Direction: Reproduce every line of the records below verbatim, with no changes.

───── Data lines

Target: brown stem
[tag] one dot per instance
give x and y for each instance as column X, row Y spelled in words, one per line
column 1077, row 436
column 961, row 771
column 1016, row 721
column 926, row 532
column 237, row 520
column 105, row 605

──────────

Response to this task:
Target: brown stem
[tag] one dot per instance
give x and y for each instance as column X, row Y spelled in words, one per line
column 1077, row 436
column 961, row 771
column 1016, row 721
column 926, row 532
column 237, row 520
column 105, row 605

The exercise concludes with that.